Find every line below where the word "annotate" occurs. Then say how many there are, giving only the number.

━━━ Records for the task ━━━

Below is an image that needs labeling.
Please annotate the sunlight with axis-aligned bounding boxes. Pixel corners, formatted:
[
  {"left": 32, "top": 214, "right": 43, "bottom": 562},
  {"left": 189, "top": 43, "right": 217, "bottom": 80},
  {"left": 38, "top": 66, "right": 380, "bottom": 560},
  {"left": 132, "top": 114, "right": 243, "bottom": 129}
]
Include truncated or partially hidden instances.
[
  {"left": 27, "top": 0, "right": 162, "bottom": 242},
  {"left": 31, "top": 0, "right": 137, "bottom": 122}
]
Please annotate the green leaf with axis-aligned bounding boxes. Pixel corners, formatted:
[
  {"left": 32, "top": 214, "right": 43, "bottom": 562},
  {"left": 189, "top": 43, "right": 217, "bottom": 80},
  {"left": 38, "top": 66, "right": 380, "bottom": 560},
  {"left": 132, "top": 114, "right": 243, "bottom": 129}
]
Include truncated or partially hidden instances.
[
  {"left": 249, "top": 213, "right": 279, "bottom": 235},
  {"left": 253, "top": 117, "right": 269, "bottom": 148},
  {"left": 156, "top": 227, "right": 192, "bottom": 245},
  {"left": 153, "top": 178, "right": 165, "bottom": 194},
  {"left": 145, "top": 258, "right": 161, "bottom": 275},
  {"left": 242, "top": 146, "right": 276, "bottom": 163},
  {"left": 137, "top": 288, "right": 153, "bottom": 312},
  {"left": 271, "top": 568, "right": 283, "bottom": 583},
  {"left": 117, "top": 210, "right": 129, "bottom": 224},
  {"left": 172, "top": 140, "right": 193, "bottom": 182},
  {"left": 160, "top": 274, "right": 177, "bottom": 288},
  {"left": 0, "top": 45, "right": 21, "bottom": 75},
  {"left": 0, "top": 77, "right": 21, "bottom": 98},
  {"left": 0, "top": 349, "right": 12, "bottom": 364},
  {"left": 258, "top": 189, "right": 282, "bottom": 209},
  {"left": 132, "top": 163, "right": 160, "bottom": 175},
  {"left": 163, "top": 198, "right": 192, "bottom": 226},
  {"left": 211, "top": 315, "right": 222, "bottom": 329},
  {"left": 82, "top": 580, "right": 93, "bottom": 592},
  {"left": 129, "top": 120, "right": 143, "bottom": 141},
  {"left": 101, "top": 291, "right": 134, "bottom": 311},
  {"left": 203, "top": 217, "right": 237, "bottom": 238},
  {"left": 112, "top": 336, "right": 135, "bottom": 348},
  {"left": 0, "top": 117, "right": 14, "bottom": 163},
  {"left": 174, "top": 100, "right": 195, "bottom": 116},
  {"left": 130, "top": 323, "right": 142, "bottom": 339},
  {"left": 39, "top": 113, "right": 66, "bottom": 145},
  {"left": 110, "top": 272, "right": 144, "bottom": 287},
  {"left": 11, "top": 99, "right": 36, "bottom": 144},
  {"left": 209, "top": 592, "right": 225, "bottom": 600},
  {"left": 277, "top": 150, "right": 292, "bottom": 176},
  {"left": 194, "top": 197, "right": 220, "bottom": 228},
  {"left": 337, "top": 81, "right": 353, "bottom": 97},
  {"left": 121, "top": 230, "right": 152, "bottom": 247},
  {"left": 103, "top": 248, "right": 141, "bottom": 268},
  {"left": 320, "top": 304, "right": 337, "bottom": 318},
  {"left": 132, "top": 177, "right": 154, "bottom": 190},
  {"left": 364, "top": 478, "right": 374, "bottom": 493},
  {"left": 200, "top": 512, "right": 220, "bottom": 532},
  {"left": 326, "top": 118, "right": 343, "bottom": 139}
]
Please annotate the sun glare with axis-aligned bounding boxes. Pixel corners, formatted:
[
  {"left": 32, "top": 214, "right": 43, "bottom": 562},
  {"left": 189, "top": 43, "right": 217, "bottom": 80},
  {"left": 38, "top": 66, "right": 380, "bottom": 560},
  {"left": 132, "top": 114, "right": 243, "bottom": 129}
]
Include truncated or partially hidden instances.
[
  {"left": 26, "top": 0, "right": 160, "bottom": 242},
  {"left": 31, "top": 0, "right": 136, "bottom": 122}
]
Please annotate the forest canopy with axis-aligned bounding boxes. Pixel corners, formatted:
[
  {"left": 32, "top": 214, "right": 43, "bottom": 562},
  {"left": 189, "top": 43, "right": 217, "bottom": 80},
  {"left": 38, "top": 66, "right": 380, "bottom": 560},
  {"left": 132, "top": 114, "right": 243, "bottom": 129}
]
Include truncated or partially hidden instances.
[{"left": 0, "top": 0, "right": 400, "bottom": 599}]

━━━

# Written reply
4